There are two stories in When I Am Not Writing Poetry that are linked – the one relating the ideas behind, and the birth of, the other.
The original ideas behind The Endless Border was to write about escaping from, and searching for life beyond, Covid. A journey made by two friends into the unknown. And I wanted to use their contrapuntal conversations – a little like Beckett’s Mercier & Camier – as a means of adding a further dimension to the story. At the same time it was to be a journey of discovery, and John Bunyan’s The Pilgrim’s Progress [from This World], to That Which Is to Come came to my mind.
As a poet I was also interested in experimenting with the text on the page. I was aware that the Russian poet Osip Mandelstam had written of The Inferno and especially the Purgatorio as “glorifying the human gait, the measure and rhythm of walking, . . . In Dante philosophy and poetry are forever on the move, forever on their feet” and I wanted my text to move along at a slow walking pace and for the conversations to be at the same leisurely pace. Both inconsequential and significant, casual yet intrinsic, in time and timely. Seamus Heaney wrote of stepping stones – those “stations of the soul” – that venturing out on them into the middle of a fast running stream left you on your own, at once giddy and rooted to the spot, moving yet stationary, and I saw my little pieces of text as the stepping stones on our journey: we were never quite still yet we balanced on our path, pausing, walking, stopping, ambling aimlessly yet crossing a divide. We were:
“attracted at one and the same time to the security of what is intimately known and the challenges and entrancements of what [was] beyond us”

TO DO:
- a) Can you copy the stretch from "The original ideas" through "to my mind." in the passage on The Endless Border?
- b) How would the passage on The Endless Border carry on after its final line?

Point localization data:

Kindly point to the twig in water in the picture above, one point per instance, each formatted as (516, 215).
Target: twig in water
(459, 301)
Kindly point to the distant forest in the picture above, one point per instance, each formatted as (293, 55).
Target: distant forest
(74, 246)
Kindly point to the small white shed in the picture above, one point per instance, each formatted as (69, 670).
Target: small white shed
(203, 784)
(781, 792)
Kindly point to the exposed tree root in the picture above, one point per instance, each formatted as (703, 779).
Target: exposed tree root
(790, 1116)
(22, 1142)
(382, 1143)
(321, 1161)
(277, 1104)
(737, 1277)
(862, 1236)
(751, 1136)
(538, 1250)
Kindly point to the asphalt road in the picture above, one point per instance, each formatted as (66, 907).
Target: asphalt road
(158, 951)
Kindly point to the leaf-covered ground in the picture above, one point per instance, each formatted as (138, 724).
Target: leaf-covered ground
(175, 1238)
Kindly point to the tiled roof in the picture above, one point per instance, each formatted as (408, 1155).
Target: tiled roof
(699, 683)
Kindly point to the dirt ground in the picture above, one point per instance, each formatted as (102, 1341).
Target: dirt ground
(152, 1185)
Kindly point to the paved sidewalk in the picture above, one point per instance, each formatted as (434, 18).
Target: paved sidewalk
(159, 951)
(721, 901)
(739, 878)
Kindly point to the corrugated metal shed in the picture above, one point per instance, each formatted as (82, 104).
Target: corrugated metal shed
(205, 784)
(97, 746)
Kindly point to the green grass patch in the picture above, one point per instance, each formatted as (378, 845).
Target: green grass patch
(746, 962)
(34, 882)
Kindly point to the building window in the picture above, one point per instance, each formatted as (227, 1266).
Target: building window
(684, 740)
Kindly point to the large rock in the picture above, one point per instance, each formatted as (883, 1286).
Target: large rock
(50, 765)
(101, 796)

ANSWERS BY TASK:
- a)
The original ideas behind The Endless Border was to write about escaping from, and searching for life beyond, Covid. A journey made by two friends into the unknown. And I wanted to use their contrapuntal conversations – a little like Beckett’s Mercier & Camier – as a means of adding a further dimension to the story. At the same time it was to be a journey of discovery, and John Bunyan’s The Pilgrim’s Progress [from This World], to That Which Is to Come came to my mind.

- b)
Seamus Heaney. Something to Write Home About. (in Finders Keepers: Selected Prose 1971-2001. Faber & Faber, 2002)
A similar suggestion of slowing down the reader was voiced in an interview in November 1980 with the poet Helen May Williams, when the poet Lee Harwood said:
“I like a few words scattered around the page. The idea is that you should just say the few words that are a block, and then a silence, and then the next block. And hopefully, the way you lay it out on the page will suggest the length of silence and so on. One can never notate completely accurately; you can try to hint at it…”
Lee Harwood Interviewed in Leamington Spa, on 29th November, 1980 Link
I tried to slow down the reading of my story to walking pace by inserting random spaces into the text slowing us down as we were aware of all life flowing past. Slowing down the reader. I suppose it may work for some readers but perhaps not for others. We were looking for a future. Searching for the horizon so as to stand on the edge of the past and see a life ahead. This picks up a theme from my long (as yet unpublished) poem, The Elegies of Time (watch for my next collection of poems!) and from many of my other poems, as well as creating a connection – explicit in my title – with my favourite englyn (a traditional Welsh short-form poem): Y Gorwel, by Dewi Emrys.
Behold an illusion like a wheel’s rim,
A magician’s work surrounds us.
An ancient distant non-existent line,
An endless border it cannot define
The englyn as originally written in Welsh is:
Wele rith fel ymyl rhod – o’n cwmpas,
Translation from the Welsh by David Llewelyn Williams. The Cambrian News, Society Newsletter, Welsh Society of Vancouver, Canada, July 2012 [p.7]
Campwaith dewin hynod.
Hen linell bell nad yw’n bod,
Hen derfyn nad yw’n darfod.
The second story, The Birth of a Story is about the writing of The Endless Border. In structuring The Birth of a Story, as with the first story, I wanted to experiment with form and parallel discourses, exploring the boundary between prose and prose poetry/concrete verse; and also to explain the thinking and ideas of the original, The Endless Border. Once again, I was experiment with structure and voice, bringing in other voices and thoughts to the writing process. My walking companion, my Reader, is ever present and I imagined editors and other commentators watching the text grow and, in some small way, contributing thoughts that influence the writing.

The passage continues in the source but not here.